■ WHAT YOU WILL DO: Give the lines below as a numbered list, leaving out any blank lines.

Position annotation records:
• • • • • • •

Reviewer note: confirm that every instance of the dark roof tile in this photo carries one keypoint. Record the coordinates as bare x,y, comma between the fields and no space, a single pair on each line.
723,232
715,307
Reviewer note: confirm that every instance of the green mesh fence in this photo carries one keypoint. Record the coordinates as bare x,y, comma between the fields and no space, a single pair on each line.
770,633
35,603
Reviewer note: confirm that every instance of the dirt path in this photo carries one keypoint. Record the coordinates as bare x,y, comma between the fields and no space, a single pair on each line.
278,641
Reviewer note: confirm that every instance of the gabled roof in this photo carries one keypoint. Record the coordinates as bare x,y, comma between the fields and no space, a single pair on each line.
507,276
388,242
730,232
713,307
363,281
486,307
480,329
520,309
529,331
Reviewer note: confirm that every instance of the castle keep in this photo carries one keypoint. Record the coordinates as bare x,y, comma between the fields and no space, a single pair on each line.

• • • • • • •

■ ANSWER FOR THIS EXERCISE:
1. Reviewer note: confirm that every instance of the dark roof tile in this photo carries one keypoint. Record the coordinates as bare x,y, comma between the fields and no space, a single pair on each line.
2. 723,232
3. 715,307
4. Reviewer note: confirm that every instance of the green mesh fence in this photo carries one keypoint. Record the coordinates as bare x,y, comma between the fields and no space, a single pair on each line.
5. 770,633
6. 35,603
7. Reviewer note: confirm that every instance of the dirt path in this photo carries one keypoint. Record the coordinates as bare x,y, comma between the fields and no space, a single pair on each line.
8. 278,641
9. Reviewer note: confirm that every instance of the gabled roof in this photo carries one keypoint. Record the coordinates as bare x,y, comma between the fields and no space, a single pair on each line.
10. 507,276
11. 388,242
12. 730,232
13. 713,307
14. 363,281
15. 486,307
16. 480,329
17. 520,309
18. 529,331
19. Reviewer note: confirm that every instance of the castle keep in this photo carries one keypoint. Record the coordinates as bare x,y, comma between the fields and no space, a single pair on each line.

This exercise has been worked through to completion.